**Requirements**
Exactly as they appear, copy the lines of the listing from the one containing "--target=bird's neck --coords=pixels" through the final line, both included, and nothing else.

═══ Data section ═══

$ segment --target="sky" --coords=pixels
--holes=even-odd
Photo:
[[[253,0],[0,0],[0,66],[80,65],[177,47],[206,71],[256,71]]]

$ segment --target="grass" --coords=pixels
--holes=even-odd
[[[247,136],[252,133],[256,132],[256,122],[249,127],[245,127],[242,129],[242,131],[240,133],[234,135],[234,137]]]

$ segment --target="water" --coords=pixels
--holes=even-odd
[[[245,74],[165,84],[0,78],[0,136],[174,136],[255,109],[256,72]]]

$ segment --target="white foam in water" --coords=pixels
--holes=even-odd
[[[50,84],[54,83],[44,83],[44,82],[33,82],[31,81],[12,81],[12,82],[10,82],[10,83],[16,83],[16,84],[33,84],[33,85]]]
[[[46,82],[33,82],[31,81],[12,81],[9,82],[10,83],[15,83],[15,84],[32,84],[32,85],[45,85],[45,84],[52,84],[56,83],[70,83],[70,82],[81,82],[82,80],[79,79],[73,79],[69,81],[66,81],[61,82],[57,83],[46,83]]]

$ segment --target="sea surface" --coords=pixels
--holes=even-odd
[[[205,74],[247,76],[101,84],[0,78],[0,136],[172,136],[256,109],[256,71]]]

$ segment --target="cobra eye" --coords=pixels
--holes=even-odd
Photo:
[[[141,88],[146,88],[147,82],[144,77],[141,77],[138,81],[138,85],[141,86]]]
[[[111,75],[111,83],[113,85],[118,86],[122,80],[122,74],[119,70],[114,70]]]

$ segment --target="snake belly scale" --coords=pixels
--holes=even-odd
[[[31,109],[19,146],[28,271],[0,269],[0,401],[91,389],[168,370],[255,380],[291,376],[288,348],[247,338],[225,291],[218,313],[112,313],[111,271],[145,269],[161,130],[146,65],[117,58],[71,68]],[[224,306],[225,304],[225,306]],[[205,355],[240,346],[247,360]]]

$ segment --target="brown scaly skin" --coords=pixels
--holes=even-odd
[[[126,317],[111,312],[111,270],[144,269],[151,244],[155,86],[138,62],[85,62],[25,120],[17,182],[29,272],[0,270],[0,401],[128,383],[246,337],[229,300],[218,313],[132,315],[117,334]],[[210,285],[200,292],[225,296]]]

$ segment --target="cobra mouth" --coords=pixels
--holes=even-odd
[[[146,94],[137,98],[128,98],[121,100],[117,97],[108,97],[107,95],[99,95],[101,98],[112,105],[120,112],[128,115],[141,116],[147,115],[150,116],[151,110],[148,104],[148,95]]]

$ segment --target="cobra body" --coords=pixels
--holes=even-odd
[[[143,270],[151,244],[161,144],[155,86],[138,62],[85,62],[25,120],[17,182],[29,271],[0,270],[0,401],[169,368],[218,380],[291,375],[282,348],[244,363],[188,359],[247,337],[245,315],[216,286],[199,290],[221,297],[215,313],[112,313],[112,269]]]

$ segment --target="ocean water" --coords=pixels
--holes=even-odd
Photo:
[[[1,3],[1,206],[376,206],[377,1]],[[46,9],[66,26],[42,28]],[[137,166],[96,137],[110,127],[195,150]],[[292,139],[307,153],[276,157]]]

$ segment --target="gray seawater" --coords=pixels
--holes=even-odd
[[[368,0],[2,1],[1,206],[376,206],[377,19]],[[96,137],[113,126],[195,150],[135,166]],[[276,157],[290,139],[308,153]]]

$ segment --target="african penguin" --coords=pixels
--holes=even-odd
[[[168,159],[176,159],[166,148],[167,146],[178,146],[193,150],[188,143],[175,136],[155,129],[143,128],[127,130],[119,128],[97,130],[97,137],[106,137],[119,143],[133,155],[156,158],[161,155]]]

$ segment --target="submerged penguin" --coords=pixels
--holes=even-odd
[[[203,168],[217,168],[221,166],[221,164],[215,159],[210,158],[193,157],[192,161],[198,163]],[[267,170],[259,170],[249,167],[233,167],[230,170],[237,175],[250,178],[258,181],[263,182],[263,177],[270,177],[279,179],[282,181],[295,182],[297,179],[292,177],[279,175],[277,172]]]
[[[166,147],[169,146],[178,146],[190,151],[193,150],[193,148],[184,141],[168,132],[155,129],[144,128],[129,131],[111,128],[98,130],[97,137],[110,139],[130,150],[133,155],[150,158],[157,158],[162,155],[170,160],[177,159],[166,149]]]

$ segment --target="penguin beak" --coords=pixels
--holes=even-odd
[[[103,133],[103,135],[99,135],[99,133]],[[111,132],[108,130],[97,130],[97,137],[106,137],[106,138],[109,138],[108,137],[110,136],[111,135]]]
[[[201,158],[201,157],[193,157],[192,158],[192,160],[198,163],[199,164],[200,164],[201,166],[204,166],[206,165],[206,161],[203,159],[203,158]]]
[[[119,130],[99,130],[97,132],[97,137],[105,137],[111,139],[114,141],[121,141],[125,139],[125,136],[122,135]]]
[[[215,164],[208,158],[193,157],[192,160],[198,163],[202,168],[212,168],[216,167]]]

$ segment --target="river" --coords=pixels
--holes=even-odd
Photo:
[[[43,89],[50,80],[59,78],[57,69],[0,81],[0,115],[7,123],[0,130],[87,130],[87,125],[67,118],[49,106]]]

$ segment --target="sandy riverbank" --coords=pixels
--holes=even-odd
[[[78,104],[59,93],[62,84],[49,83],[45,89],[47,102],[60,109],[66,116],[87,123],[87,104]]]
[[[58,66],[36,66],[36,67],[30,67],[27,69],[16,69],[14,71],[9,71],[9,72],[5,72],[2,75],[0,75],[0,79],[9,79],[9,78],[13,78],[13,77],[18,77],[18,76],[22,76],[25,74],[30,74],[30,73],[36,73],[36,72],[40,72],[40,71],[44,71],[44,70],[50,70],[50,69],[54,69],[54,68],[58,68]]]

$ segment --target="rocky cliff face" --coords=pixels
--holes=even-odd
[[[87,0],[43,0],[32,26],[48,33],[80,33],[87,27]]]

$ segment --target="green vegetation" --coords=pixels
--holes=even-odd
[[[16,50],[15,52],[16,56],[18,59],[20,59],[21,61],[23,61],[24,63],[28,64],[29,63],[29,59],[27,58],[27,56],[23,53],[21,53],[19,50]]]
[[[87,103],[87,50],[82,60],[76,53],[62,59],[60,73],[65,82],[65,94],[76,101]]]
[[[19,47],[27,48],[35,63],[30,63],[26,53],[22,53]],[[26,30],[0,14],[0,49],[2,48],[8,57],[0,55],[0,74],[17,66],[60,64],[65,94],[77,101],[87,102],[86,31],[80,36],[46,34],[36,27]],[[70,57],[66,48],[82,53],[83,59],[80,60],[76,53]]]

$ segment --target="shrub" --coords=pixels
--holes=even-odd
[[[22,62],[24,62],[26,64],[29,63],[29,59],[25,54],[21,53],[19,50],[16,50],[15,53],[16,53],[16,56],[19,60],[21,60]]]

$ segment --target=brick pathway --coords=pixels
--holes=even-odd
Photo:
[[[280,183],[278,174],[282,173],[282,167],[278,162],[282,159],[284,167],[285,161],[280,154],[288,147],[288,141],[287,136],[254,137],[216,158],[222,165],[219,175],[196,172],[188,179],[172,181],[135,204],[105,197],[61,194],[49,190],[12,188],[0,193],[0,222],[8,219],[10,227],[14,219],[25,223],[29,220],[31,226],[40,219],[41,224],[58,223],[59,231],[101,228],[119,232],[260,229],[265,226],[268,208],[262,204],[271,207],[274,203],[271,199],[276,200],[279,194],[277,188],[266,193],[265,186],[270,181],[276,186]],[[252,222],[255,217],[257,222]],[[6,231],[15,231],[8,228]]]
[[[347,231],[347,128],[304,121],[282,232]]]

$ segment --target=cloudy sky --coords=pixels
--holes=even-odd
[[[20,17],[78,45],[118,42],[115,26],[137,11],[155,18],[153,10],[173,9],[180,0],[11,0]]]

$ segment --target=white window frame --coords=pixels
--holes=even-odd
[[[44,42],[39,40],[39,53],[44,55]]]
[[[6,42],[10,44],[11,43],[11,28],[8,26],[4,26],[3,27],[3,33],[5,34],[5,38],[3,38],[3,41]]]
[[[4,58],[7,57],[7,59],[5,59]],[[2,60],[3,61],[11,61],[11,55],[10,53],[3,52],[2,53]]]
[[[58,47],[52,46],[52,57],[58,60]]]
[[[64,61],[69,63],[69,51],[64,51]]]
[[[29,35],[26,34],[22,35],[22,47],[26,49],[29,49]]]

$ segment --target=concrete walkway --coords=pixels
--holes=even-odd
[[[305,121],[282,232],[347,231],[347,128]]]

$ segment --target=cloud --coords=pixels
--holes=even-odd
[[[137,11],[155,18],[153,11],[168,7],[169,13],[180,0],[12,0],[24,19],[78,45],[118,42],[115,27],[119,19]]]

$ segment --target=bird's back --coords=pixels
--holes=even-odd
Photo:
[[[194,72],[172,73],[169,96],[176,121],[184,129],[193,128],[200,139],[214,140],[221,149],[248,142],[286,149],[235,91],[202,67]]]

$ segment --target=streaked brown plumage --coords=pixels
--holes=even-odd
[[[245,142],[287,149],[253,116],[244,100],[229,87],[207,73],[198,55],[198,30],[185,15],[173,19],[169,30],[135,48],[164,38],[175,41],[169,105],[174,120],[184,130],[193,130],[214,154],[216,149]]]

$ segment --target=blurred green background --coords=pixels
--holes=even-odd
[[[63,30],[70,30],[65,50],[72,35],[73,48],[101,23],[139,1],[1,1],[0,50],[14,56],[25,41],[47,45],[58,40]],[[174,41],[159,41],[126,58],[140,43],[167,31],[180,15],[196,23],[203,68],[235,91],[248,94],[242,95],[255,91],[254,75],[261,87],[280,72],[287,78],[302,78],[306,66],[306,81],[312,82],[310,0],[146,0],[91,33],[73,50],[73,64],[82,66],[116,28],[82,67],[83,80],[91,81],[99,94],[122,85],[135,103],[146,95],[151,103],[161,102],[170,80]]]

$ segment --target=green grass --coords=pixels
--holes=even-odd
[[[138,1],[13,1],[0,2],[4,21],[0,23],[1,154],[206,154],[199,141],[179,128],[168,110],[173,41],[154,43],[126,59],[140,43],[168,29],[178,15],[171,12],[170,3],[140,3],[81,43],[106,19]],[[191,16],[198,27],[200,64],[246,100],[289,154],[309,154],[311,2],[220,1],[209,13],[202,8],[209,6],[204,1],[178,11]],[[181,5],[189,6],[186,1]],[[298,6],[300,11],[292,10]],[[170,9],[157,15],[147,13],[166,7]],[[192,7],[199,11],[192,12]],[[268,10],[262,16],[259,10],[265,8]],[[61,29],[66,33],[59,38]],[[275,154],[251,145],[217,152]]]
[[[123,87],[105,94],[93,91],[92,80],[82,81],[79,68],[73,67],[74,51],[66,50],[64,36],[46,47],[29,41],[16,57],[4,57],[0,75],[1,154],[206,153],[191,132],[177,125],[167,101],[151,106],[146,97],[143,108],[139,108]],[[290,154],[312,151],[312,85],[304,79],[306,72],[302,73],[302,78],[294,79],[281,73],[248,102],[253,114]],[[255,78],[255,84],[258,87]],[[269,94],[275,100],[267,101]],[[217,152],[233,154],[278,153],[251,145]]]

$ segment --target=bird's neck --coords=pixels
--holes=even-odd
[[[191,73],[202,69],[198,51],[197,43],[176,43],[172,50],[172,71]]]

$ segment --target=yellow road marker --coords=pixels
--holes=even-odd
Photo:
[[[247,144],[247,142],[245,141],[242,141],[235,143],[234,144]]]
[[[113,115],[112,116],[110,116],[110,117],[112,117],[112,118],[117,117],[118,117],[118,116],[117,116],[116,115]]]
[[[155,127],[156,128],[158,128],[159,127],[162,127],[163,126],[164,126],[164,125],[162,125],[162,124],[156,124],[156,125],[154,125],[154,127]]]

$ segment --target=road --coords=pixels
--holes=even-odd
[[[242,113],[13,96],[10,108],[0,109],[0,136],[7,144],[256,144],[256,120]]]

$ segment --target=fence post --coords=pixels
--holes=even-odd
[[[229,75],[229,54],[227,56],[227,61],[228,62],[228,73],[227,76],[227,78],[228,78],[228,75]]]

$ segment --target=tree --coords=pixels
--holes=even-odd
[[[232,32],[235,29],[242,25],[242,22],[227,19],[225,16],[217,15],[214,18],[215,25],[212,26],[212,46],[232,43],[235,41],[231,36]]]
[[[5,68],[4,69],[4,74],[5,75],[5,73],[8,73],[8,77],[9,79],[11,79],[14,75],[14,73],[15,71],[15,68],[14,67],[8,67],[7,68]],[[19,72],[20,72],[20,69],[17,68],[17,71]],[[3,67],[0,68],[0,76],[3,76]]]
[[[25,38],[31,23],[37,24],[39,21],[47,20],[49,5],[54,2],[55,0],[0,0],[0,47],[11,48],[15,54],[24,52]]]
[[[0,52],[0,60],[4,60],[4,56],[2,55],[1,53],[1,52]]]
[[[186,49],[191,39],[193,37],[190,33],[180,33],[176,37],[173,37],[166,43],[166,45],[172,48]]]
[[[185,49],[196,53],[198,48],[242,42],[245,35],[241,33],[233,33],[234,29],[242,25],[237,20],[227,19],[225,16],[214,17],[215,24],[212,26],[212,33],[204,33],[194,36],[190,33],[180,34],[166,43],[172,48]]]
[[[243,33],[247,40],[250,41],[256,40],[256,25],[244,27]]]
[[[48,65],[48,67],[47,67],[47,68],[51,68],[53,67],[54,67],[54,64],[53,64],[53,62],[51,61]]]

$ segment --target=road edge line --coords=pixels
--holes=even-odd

═══

**Solution for this exercise**
$ segment --target=bird's neck --coords=pixels
--holes=even-odd
[[[191,73],[202,69],[198,51],[197,43],[176,43],[172,50],[172,71]]]

$ segment --target=yellow road marker --coords=pixels
--holes=even-odd
Photo:
[[[247,144],[247,142],[245,141],[242,141],[235,143],[234,144]]]
[[[113,115],[112,116],[110,116],[110,117],[112,117],[112,118],[117,117],[118,117],[118,116],[117,116],[116,115]]]
[[[155,127],[156,128],[158,128],[159,127],[162,127],[163,126],[164,126],[164,125],[162,125],[162,124],[156,124],[156,125],[154,125],[154,127]]]

$ segment --target=road --coords=pixels
--holes=even-odd
[[[242,113],[13,96],[10,108],[0,109],[0,136],[7,144],[256,144],[256,120]]]

$ segment --target=fence post --coords=pixels
--holes=even-odd
[[[229,75],[229,54],[227,56],[227,61],[228,62],[228,73],[227,76],[227,78],[228,78],[228,75]]]

$ segment --target=tree --coords=pixels
--holes=even-odd
[[[232,32],[235,29],[242,25],[242,22],[227,19],[225,16],[217,15],[214,18],[215,25],[212,26],[212,46],[232,43],[235,41],[231,36]]]
[[[5,68],[4,69],[4,74],[5,75],[5,73],[8,73],[8,77],[9,79],[11,79],[14,75],[14,73],[15,71],[15,68],[14,67],[8,67],[7,68]],[[19,72],[20,72],[20,69],[17,68],[17,71]],[[3,67],[0,68],[0,76],[3,76]]]
[[[25,38],[31,23],[37,24],[39,21],[47,20],[49,5],[54,2],[55,0],[0,0],[0,47],[11,48],[15,54],[24,52]]]
[[[0,52],[0,60],[4,60],[4,56],[2,55],[1,53],[1,52]]]
[[[186,49],[191,39],[193,37],[190,33],[180,33],[176,37],[173,37],[166,43],[166,45],[172,48]]]
[[[185,49],[196,53],[198,48],[242,42],[245,35],[241,33],[233,33],[234,29],[242,25],[237,20],[227,19],[225,16],[214,17],[215,24],[212,26],[212,33],[204,33],[194,36],[190,33],[180,34],[166,43],[172,48]]]
[[[243,33],[247,40],[250,41],[256,40],[256,25],[244,27]]]
[[[48,65],[48,67],[47,67],[47,68],[51,68],[53,67],[54,67],[54,64],[53,64],[53,62],[51,61]]]

$ segment --target=road edge line --coords=pixels
--holes=even-odd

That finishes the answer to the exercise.